## EXERCISE INPUT
* * *

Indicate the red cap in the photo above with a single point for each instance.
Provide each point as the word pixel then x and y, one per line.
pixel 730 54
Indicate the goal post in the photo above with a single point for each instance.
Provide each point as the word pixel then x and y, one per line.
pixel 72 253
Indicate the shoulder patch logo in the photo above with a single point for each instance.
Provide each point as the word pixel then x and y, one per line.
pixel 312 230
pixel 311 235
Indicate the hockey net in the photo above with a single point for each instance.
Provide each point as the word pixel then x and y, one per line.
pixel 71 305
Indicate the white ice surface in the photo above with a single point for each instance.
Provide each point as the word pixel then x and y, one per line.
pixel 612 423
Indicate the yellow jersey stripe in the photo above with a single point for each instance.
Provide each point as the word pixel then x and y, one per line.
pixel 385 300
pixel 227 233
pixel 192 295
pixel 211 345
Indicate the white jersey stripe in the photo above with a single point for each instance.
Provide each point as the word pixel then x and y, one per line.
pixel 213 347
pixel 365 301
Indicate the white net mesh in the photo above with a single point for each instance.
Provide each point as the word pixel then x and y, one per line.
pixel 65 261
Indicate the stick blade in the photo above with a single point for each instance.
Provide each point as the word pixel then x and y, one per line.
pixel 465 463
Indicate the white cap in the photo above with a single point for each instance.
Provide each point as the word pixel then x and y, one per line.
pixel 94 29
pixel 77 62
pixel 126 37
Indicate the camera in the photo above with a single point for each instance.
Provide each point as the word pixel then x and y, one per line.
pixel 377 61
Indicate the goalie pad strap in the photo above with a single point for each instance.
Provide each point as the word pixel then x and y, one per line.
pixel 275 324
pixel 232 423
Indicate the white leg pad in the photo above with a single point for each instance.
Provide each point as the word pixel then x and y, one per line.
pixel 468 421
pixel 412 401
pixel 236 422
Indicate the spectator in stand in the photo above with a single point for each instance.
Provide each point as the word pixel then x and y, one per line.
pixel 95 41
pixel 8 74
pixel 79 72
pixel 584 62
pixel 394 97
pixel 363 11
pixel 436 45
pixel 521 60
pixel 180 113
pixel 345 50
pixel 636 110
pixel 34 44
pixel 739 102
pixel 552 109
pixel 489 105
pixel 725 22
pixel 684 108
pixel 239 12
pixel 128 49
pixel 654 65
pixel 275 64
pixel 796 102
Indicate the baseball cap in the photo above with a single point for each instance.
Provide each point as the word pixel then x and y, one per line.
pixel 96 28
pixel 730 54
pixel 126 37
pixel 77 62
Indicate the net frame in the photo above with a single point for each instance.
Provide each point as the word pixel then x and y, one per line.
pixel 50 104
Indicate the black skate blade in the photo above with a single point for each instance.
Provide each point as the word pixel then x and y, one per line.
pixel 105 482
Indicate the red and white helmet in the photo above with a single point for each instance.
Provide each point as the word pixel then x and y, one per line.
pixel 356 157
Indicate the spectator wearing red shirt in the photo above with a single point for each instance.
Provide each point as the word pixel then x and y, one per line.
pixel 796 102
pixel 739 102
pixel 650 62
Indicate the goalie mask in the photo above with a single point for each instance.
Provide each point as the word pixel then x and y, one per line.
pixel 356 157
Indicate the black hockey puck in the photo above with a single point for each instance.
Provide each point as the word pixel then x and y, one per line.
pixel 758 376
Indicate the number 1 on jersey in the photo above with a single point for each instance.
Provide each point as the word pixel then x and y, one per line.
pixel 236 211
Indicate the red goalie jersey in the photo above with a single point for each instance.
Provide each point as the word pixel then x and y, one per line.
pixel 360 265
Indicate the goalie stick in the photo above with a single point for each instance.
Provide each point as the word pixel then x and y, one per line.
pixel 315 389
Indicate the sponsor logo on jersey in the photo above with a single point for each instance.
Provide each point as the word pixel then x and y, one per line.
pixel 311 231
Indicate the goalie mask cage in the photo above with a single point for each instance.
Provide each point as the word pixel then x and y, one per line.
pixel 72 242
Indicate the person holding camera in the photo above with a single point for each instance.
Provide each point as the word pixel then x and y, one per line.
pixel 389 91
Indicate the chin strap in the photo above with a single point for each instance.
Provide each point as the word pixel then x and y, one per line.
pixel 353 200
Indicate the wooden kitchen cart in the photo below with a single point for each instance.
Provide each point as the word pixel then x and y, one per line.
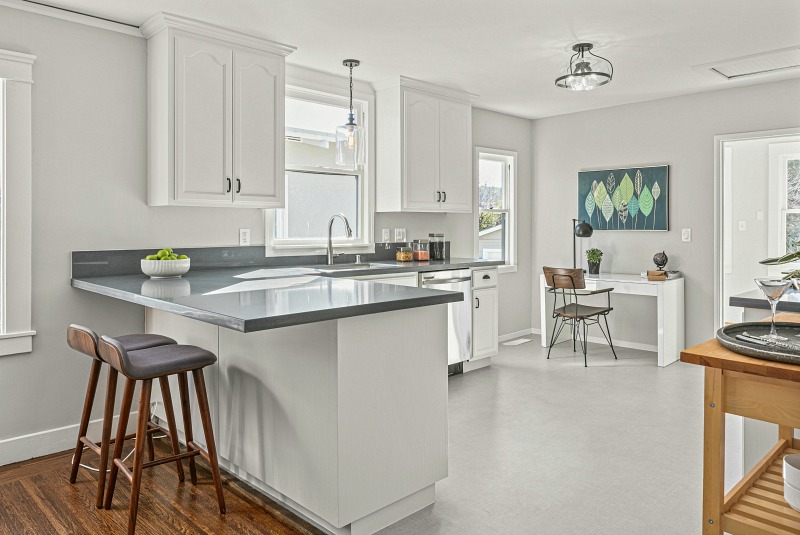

* * *

## WORK INSTRUCTIONS
Copy the records word for word, from the line with "Indicate the number" up to and including the line with "pixel 360 265".

## FULL SOLUTION
Indicate the number 1 on jersey in the photo above with a single point for each instance.
Provide each point as the word pixel then x and y, one per line.
pixel 236 211
Indicate the red goalie jersey in the photo above with a single point for each instance.
Provide each point as the word pixel then x and y, one per line.
pixel 360 265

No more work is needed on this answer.